• TEXT SECTION:

Reported cases of Spanish Flu dropped off over the summer of 1918 and there was hope at the beginning of August that the virus had run its course. People were fed up with being locked down and could not wait to get out, down to the pub, or down to the chip shop. So by mid-summer, thinking it was all but over, the people flocked everywhere, like never before.

What they did not know was viruses tend to come in waves; there was a second wave of infection following closely on the heels of the first. About 3.5 million people had been killed worldwide with the first strike by the virus, but it was only the calm before the storm. Somewhere in Europe, a mutated strain of the Spanish Flu virus had emerged that had the power to kill a perfectly healthy young man or woman within 24 hours of showing the first signs of infection.

In late August 1918, military ships departed the English port city of Plymouth carrying troops unknowingly infected with this new, far deadlier strain of Spanish Flu. As these ships arrived in towns and cities, like Brest in France, Boston in the United States, and Freetown in West Africa, the second wave of the global pandemic began. This second wave went on to kill 10 per cent to 20 per cent of those inflicted, and now a further 45 million to 100 million were to die, and die they did.

From September through November of 1918 the death rate from the Spanish Flu skyrocketed. In the United States alone 195,000 people died from the Spanish Flu in just October 1918. The first wave of the virus had killed all the world's old folk and those with pre-existing illnesses. This newly mutated strain killed anyone, any age; it was unstoppable. Then it got even worse, if that was possible, a massive spike in the middle of the second wave composed of otherwise healthy 25- to 35-year-olds in the prime of their life. They died like flies; no family was spared.

Not only was it shocking that healthy young men and women were dying by the millions worldwide, but it was also how they were dying. Struck with blistering fevers, nasal haemorrhaging, and pneumonia, the patients would drown in their fluid-filled lungs.

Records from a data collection
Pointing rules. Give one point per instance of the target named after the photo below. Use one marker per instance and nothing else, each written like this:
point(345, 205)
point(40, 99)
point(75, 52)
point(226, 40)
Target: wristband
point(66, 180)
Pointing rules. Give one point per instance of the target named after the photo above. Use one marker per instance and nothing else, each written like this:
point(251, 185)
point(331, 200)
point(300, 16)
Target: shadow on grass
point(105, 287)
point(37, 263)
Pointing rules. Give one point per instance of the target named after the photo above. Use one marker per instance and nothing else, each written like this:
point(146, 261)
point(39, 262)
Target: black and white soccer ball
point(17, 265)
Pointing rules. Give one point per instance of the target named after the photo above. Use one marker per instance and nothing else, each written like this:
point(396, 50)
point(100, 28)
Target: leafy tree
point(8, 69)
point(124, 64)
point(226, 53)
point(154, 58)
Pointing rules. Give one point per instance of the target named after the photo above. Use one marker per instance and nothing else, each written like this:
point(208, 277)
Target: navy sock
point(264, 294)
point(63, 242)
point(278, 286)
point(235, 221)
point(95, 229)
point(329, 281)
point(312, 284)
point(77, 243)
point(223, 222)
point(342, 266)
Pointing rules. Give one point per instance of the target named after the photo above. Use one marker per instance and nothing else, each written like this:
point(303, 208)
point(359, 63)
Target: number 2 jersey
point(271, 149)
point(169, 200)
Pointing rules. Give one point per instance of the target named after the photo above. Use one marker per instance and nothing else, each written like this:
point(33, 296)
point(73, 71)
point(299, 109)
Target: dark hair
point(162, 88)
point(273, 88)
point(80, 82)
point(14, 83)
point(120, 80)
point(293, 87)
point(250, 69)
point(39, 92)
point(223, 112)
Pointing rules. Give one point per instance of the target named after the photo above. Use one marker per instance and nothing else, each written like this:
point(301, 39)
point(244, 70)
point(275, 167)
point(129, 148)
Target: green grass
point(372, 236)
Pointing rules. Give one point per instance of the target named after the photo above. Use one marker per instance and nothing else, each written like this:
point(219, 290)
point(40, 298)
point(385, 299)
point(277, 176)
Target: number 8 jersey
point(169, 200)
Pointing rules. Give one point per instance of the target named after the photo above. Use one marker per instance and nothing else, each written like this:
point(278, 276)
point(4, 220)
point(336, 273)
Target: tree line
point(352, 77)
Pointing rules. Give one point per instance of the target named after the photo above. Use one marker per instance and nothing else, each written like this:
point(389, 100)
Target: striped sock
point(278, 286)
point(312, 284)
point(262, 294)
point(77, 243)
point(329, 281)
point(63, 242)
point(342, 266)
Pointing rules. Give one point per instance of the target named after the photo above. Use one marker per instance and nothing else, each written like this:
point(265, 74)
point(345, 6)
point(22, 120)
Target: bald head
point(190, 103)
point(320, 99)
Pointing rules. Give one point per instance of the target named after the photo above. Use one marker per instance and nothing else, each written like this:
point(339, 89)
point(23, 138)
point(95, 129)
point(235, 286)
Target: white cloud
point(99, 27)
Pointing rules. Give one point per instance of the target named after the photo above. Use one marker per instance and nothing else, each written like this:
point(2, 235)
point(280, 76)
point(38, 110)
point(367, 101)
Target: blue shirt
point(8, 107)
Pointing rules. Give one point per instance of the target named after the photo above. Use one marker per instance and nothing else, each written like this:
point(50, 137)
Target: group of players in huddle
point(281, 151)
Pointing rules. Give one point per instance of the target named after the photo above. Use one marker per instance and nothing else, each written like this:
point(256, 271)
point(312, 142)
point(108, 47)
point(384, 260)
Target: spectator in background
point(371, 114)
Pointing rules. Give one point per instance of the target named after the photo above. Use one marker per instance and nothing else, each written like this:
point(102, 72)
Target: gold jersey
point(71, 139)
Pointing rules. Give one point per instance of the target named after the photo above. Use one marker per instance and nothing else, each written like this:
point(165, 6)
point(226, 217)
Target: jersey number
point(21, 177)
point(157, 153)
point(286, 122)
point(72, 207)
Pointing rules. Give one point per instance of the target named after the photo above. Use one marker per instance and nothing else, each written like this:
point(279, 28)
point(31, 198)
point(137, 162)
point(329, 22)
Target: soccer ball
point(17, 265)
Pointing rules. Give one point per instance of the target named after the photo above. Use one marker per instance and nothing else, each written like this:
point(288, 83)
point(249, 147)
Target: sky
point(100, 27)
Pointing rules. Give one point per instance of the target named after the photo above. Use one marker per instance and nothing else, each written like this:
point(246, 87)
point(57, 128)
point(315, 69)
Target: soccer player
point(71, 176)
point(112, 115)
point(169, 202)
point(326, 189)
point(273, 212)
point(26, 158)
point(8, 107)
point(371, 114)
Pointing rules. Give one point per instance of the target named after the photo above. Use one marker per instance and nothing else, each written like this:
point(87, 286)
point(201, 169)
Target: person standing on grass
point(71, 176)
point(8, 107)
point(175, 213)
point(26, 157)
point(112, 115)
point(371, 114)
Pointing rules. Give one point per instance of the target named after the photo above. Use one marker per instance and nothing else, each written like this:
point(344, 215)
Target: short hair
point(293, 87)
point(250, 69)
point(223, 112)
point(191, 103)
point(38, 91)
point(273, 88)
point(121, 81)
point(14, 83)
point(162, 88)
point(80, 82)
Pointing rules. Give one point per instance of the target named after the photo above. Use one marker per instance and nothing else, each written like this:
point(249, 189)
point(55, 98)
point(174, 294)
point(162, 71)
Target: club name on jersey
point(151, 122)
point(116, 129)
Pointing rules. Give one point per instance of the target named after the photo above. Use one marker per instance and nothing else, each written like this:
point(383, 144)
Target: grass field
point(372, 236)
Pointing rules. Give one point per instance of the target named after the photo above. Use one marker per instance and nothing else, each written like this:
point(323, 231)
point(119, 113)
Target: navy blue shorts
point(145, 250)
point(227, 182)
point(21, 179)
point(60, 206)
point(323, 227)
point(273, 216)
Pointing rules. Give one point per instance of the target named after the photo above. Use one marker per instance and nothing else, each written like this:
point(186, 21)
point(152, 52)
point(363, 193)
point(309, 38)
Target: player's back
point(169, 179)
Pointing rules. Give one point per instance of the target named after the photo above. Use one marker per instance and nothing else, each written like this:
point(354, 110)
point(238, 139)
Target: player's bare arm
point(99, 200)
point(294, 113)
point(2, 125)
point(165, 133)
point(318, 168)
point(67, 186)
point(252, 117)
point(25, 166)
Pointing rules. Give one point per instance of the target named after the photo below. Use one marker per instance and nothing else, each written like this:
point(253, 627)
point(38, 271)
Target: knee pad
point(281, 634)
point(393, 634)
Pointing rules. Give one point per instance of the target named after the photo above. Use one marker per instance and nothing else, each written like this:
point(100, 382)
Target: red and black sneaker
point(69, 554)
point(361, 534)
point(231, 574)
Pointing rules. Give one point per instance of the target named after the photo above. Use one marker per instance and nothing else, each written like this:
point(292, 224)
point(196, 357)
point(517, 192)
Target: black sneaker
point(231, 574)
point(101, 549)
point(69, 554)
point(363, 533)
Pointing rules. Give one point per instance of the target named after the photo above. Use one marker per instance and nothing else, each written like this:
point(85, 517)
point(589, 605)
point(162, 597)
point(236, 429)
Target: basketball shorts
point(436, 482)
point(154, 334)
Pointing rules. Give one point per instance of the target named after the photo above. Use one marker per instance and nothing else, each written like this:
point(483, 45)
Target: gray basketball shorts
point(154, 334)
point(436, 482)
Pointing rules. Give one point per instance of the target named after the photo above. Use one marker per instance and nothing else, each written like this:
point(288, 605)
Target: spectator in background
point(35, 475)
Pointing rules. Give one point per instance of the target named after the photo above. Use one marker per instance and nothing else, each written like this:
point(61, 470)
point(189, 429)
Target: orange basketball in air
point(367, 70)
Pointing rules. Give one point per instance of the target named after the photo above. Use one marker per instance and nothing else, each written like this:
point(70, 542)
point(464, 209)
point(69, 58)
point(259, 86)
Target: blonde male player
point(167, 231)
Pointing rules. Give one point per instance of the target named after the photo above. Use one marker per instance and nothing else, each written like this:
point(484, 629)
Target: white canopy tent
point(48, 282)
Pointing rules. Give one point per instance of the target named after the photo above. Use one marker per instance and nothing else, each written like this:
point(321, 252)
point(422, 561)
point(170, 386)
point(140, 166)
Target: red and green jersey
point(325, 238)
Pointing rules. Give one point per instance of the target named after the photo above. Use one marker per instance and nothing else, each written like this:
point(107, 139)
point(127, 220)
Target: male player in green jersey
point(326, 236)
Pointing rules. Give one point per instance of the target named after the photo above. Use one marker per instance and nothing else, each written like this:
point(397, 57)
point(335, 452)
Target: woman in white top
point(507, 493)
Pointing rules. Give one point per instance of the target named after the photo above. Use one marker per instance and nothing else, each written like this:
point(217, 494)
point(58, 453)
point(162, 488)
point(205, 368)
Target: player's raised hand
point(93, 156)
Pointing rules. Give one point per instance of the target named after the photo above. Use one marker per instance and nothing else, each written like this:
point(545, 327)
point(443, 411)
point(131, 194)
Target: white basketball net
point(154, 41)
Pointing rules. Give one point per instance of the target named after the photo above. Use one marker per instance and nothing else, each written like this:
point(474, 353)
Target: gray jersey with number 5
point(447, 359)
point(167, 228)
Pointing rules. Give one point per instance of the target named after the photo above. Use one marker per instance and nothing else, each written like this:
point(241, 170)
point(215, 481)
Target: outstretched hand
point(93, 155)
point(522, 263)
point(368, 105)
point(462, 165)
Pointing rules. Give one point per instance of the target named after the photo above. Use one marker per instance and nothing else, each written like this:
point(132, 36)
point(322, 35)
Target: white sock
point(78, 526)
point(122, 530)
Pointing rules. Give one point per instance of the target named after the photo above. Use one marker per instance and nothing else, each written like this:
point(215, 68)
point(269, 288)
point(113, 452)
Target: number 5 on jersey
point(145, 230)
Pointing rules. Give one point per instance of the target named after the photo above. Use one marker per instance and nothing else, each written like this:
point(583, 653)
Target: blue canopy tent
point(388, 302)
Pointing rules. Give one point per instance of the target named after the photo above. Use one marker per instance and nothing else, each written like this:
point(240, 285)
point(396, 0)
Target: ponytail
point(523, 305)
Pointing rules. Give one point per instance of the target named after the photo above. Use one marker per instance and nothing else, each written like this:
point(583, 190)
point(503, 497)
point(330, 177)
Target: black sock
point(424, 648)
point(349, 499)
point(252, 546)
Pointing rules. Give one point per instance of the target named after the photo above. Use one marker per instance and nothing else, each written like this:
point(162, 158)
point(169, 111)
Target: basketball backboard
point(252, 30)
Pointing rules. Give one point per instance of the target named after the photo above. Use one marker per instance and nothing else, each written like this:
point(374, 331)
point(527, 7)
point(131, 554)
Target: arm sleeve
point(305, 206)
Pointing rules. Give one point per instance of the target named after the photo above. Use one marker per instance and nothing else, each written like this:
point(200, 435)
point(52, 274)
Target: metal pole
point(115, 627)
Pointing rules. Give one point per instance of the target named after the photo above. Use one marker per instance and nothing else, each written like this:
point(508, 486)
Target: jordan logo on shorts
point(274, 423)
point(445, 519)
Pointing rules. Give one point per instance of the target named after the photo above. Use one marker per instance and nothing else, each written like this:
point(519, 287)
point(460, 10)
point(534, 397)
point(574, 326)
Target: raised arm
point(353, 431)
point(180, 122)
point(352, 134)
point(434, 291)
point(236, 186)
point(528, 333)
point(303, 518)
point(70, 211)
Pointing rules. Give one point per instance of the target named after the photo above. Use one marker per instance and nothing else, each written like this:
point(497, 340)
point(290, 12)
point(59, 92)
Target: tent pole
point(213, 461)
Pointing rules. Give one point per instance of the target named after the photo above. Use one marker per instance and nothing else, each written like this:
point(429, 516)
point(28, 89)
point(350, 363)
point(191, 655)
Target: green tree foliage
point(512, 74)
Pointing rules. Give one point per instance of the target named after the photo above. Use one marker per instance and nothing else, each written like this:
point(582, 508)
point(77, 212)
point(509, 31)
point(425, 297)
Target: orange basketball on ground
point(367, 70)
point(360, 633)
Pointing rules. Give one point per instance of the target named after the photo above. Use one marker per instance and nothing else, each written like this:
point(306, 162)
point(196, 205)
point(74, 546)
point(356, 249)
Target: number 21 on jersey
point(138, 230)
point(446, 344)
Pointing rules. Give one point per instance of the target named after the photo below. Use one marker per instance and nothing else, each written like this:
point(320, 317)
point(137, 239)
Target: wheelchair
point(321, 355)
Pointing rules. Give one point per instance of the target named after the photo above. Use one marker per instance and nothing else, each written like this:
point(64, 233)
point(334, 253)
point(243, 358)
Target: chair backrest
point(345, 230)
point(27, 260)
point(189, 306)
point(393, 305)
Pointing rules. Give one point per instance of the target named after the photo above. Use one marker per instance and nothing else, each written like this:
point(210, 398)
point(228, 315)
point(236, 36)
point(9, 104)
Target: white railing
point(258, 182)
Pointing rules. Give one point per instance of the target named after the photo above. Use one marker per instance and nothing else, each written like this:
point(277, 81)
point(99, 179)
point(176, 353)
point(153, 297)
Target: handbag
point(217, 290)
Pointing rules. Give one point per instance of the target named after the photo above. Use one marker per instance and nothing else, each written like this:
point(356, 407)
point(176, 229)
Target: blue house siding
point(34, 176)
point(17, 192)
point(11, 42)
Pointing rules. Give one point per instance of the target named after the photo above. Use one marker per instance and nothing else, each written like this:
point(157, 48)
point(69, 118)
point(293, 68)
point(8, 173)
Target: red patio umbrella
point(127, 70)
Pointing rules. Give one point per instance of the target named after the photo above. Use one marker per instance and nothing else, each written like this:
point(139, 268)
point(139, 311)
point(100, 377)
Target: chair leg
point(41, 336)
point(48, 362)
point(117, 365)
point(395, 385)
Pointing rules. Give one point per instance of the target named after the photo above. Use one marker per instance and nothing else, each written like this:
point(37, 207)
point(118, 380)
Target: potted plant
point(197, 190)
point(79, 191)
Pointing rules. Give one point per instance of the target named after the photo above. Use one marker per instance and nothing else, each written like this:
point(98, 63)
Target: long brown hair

• SET OF TASKS:
**1.** According to the Spanish Flu text, from which port city did military ships carrying troops infected with the deadlier strain depart in late August 1918?
**2.** Write what comes after the final sentence of the Spanish Flu text.
This material has no connection to the text about the Spanish Flu.

• ANSWERS FOR THE EXERCISE:
**1.** They departed from the English port city of Plymouth.

**2.**
If that sounds familiar, it should. Because those dying with COVID-19 also drown on the fluid in their lungs produced by pneumonia.

What we should all fear is that when they blow the whistle and call the all-clear, tell us it's OK to go out again, a second wave will come and catch us all unawares. There is a great probability of that happening. Virus pandemics tend to behave like that.

For those of you who have failed to grasp why you have all been asked to use social distancing, to wear face masks, voluntary and forced family and self-isolation, it's not because they are trying to stop the illness and stop the prevailing deaths, because that is impossible. It's much more straightforward than that. If we all go out and about, and we all get ill at the same time, and they would never be able to control the rate of which we fall sick and the rate that some of us will die. They have to slow it down so that hospitals, and undertakers, can cope. If we all get sick at once, the whole system will collapse.

As for all the silly people who think if they go out and get the virus they will then get better and will, from then on, have immunity from the disease for the future, I am sorry to inform you it does not quite work like that.

Some of you will get well again, some will fully recover, but those who rapidly die will not ever get the immunity — they will be dead.

For me, when they blow the whistle and call the all-clear, I am staying under lockdown. I will watch what happens first for a few weeks. Those of you who cannot wait to get out and risk becoming ill and dying, farewell! Have an awesome trip.

For anyone over 60, pray that they will produce an effective vaccine by the year's end as promised, or they find an existing chemical antiviral drug that works on COVID-19. If they do not, it may be lockdown for some time to come.